Try it: Look through the records, and wherever the string "below" turns up, copy out that line.

(Natural-language object grounding data)
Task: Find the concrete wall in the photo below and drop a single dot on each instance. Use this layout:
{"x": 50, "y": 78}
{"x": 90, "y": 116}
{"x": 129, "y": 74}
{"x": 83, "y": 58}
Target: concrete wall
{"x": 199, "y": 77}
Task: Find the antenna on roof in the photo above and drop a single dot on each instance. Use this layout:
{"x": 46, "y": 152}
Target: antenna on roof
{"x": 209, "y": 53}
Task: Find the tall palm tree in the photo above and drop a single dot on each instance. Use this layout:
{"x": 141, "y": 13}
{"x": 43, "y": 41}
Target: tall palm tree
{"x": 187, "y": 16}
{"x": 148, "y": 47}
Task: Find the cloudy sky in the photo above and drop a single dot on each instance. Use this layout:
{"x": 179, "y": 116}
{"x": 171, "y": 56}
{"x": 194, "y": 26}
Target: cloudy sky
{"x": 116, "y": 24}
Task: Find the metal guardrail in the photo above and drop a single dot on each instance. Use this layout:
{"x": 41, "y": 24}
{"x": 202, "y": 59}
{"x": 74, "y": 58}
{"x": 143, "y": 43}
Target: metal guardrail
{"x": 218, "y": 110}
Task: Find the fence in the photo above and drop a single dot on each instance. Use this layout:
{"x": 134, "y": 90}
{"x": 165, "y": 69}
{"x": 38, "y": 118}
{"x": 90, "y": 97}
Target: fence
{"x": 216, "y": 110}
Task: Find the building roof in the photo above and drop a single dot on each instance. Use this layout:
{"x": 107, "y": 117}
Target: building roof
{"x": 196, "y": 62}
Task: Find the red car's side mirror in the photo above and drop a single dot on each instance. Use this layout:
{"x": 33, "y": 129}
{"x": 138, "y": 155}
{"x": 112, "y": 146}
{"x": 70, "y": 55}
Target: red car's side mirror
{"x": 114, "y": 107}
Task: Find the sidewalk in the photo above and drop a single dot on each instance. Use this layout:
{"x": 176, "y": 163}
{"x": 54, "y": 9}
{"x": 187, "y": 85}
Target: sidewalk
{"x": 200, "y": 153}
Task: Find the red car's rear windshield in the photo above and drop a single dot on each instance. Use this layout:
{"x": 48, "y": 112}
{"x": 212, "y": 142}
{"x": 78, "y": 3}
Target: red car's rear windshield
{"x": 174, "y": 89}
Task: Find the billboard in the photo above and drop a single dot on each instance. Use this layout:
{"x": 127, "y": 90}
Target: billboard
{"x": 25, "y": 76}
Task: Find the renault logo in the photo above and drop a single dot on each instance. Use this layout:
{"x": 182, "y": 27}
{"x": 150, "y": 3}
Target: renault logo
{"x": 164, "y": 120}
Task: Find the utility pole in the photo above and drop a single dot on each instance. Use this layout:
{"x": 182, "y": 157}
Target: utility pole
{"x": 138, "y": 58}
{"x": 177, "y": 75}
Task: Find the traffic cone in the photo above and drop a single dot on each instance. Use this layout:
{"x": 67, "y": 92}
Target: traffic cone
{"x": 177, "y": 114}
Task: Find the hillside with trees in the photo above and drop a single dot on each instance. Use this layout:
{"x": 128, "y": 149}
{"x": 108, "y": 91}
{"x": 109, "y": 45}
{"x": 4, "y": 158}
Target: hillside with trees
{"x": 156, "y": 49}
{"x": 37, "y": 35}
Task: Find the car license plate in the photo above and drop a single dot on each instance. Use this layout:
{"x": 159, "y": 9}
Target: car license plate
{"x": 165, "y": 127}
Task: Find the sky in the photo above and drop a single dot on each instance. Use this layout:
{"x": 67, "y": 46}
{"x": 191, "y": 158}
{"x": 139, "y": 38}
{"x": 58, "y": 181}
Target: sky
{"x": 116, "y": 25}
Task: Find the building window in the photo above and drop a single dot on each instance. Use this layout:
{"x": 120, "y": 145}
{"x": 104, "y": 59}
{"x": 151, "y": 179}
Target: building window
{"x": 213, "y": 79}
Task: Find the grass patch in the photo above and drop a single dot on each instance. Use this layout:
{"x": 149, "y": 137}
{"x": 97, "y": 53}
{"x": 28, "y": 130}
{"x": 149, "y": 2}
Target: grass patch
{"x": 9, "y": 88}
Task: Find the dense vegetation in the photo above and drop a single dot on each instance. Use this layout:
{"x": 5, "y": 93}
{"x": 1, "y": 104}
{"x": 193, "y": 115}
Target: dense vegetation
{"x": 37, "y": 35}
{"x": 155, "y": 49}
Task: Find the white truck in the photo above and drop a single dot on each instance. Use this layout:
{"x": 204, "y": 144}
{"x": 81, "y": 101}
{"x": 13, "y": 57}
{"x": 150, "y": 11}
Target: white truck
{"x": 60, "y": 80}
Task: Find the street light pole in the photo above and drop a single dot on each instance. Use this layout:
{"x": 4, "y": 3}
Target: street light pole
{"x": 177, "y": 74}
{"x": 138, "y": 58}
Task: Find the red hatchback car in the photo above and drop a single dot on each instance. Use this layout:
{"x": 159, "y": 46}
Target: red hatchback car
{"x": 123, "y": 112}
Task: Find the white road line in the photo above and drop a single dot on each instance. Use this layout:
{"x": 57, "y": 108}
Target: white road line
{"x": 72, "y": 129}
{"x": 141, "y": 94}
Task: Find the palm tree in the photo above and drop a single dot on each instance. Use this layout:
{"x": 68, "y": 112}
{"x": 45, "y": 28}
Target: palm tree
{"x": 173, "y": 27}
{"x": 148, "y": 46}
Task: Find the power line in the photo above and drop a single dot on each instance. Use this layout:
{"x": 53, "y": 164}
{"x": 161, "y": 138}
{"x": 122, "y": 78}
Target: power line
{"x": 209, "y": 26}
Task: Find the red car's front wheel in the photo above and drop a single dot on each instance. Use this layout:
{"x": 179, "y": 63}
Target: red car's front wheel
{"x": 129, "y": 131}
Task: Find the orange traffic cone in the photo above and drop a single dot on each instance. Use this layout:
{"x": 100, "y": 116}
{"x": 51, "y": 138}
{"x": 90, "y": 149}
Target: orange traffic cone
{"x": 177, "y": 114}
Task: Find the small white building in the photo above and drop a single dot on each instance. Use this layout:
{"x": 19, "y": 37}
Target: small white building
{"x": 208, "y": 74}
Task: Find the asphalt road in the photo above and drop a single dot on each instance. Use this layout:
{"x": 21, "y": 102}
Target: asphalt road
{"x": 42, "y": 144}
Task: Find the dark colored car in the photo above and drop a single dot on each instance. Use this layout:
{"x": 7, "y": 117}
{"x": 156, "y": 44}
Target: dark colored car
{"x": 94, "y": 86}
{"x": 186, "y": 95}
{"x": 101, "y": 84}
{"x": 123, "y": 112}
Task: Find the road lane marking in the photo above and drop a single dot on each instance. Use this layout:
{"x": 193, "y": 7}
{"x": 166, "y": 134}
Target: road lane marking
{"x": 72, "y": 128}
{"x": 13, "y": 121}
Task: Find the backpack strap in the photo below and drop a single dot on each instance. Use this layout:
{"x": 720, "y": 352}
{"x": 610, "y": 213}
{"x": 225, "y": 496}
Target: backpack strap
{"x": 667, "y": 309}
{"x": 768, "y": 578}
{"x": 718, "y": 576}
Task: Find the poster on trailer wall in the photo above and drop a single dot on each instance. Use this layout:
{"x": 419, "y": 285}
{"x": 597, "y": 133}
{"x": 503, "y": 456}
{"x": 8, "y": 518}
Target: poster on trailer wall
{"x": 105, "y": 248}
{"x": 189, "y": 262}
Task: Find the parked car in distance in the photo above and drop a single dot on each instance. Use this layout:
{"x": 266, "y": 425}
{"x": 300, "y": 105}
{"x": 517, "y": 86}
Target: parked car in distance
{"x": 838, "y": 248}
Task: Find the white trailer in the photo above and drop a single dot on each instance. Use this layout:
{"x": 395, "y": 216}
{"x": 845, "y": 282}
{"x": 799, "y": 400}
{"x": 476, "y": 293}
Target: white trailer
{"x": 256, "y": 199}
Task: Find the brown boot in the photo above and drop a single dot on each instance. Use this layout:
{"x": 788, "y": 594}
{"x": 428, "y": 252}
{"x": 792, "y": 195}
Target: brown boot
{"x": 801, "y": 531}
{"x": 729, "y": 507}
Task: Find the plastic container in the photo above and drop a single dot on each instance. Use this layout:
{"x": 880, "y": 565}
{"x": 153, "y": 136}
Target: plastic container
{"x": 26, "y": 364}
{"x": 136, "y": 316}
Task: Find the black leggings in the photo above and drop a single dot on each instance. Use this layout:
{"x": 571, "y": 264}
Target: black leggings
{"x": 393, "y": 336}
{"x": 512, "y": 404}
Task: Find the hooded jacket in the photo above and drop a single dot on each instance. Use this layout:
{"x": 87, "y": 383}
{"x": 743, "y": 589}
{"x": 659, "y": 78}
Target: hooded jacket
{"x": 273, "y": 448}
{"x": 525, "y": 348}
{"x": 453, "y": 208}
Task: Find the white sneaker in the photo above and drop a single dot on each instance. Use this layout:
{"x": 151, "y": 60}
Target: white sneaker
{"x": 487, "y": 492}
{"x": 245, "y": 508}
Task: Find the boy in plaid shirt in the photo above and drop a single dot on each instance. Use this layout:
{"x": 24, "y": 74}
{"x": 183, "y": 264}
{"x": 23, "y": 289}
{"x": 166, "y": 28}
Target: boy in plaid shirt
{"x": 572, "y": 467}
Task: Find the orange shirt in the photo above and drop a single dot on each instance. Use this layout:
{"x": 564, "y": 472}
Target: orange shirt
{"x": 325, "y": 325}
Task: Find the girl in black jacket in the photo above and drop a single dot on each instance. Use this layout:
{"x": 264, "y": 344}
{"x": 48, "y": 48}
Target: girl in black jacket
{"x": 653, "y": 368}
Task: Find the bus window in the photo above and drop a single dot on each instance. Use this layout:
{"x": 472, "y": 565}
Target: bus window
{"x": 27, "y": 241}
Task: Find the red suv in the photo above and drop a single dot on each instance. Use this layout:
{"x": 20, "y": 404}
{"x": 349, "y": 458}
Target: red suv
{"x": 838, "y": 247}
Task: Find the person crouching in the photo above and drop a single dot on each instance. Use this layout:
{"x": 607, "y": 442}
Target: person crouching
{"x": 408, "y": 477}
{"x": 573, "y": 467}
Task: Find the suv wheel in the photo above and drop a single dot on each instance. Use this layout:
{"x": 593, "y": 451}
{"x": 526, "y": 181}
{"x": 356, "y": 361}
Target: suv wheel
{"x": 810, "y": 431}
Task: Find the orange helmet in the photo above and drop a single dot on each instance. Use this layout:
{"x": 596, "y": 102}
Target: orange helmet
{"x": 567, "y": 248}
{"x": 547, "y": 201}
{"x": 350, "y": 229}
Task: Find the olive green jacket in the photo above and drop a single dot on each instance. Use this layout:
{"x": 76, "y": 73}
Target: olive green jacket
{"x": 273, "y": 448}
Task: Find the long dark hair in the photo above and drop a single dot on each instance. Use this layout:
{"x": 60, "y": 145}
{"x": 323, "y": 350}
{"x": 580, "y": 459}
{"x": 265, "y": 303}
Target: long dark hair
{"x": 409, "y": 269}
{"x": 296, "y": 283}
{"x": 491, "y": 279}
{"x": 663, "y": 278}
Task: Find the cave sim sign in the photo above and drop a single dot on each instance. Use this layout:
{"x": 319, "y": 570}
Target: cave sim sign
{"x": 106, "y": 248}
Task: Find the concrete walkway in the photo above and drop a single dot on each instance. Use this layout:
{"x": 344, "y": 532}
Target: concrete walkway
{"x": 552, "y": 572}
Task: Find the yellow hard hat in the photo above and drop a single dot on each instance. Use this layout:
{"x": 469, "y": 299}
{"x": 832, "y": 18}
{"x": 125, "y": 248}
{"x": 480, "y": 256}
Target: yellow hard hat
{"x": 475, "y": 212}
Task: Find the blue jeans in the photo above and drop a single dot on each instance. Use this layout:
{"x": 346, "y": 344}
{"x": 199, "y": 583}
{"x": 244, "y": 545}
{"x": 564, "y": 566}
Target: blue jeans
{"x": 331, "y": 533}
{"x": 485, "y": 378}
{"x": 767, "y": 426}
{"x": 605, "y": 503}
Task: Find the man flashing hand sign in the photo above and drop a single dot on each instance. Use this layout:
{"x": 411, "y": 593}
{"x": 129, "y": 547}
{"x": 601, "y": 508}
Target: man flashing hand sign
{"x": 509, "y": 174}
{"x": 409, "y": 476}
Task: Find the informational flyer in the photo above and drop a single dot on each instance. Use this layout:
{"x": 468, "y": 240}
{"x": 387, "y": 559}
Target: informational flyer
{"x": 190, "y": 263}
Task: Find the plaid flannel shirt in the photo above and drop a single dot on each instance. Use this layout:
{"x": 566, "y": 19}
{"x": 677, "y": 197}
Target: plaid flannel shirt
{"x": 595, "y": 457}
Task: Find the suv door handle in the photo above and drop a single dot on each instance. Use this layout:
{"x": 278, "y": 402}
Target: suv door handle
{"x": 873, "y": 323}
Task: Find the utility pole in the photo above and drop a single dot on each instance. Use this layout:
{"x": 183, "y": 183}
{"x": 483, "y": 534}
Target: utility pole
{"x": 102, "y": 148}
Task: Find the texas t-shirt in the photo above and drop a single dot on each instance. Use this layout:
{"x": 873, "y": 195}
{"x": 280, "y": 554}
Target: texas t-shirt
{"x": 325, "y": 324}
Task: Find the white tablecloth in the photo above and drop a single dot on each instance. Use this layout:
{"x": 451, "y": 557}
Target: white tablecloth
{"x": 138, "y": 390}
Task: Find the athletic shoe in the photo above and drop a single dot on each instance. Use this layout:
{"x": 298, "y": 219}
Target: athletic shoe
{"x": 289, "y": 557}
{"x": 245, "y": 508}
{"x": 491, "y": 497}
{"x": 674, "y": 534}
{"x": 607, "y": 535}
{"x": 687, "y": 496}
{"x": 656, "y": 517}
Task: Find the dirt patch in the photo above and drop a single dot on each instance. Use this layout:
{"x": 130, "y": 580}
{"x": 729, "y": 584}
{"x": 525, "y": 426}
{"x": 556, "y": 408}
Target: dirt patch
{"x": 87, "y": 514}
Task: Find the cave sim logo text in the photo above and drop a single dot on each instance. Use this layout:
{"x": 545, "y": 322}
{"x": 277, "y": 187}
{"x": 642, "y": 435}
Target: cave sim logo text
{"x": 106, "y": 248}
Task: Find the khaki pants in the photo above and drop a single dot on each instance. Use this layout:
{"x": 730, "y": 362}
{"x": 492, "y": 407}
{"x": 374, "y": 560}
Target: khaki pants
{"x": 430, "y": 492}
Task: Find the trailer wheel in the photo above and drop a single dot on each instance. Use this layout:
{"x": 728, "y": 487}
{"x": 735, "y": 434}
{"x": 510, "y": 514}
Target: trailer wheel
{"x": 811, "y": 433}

The completed task:
Task: Find the concrete wall in the photo below and drop a single dot on each instance. Use this layout:
Task: Find the backpack strap in the photo below and drop a single dot on each instance. Use this layout:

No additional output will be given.